Please convert everything from the line containing "of the bare" down to the end of the data into a two-column CSV with the headers instruction and points: one row per entry, each field in quotation marks, and line breaks inside a field replaced by spaces. Leave the pictures out.

----------

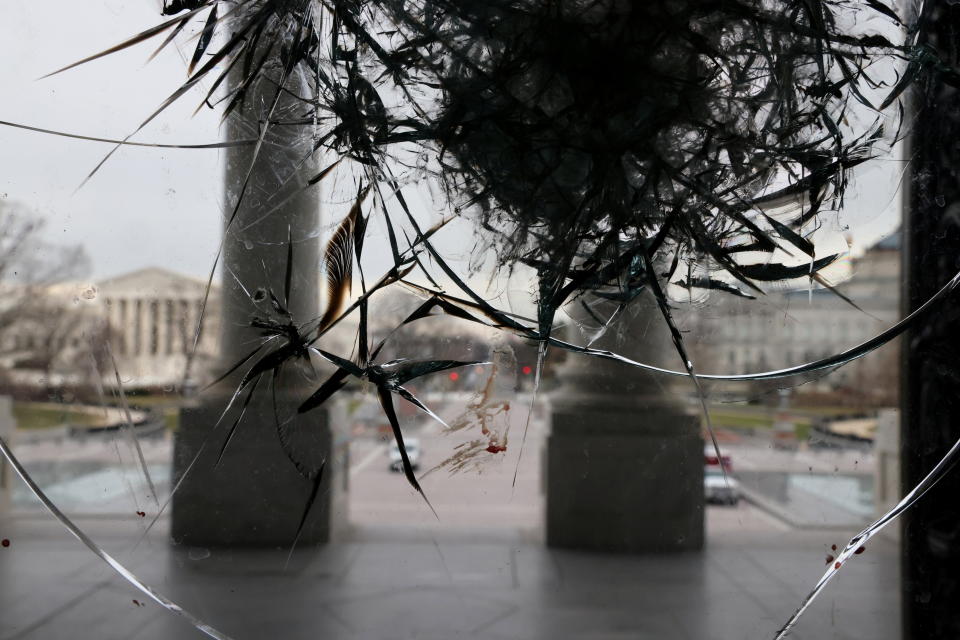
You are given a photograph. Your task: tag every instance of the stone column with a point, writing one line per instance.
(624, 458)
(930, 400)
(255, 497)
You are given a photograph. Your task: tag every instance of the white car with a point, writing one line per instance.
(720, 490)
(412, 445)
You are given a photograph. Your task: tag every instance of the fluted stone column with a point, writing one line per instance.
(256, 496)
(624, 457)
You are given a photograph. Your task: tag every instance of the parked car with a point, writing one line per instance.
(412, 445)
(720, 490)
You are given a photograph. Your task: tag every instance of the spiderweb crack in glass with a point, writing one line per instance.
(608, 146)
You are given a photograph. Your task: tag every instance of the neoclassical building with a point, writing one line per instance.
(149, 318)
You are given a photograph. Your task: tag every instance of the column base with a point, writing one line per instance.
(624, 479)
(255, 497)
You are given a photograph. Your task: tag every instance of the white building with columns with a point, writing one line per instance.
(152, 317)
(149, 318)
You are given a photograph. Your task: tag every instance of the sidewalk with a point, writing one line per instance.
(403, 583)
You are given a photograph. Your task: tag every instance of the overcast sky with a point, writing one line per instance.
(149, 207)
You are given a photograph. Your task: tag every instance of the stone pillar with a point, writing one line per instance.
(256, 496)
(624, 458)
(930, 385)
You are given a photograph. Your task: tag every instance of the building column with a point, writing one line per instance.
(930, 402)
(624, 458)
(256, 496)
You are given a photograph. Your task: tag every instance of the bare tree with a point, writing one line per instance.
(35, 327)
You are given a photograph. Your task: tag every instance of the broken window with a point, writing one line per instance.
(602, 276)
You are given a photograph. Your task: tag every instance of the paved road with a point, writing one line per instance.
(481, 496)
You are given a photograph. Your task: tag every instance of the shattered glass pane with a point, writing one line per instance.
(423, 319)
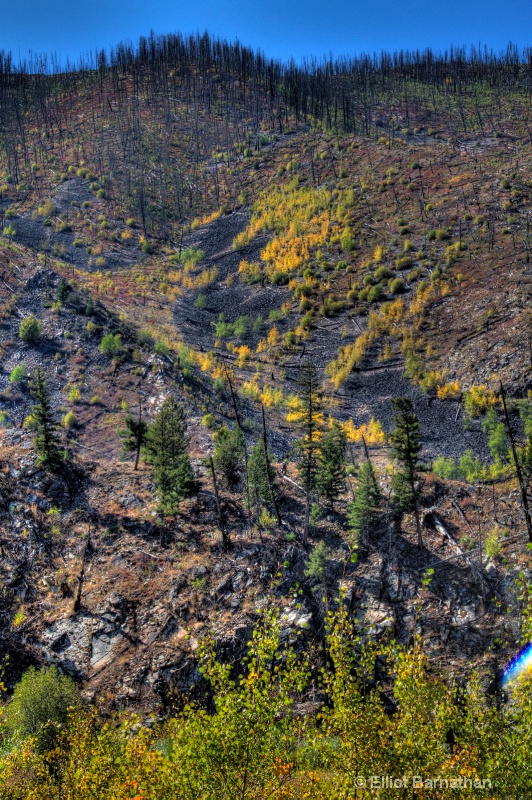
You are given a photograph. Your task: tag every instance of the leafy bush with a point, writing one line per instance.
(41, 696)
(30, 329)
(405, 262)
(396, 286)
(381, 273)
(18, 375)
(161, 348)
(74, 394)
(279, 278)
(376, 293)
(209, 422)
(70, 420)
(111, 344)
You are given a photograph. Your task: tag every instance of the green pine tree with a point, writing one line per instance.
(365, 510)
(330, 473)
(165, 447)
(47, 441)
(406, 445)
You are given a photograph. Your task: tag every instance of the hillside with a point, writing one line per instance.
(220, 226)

----------

Solution to the exercise:
instruction,points
"You are given a photograph. Your task: tag every instance of the bare tree with a point, writing one line per instance.","(35, 327)"
"You are given a photograph. Your task: tag every instance of the broken window with a point, writing one line per instance.","(602, 276)"
"You are given a photograph. Your task: tag every instance of the paved road with a point, writing one line per instance.","(481, 496)"
"You are given a photograph. Your task: tag every instance of the shattered glass pane with a point, writing one line per instance.","(423, 319)"
"You are given a photograph. Your task: tag every instance of the leafy bush with a point, writing one line per instance.","(41, 696) (30, 329) (405, 262) (396, 286) (381, 273) (18, 375) (161, 348) (74, 394) (279, 278) (376, 293) (209, 422) (70, 420) (111, 344)"
"You are given a photograph. Your task: tag every instance of the green pine tree with a point, writing one line per instance.","(365, 510) (330, 473) (165, 447) (47, 441) (406, 445)"
"You are given a photograph. Your task: tag every instance of the hillside with a point, writing one line per instance.","(220, 226)"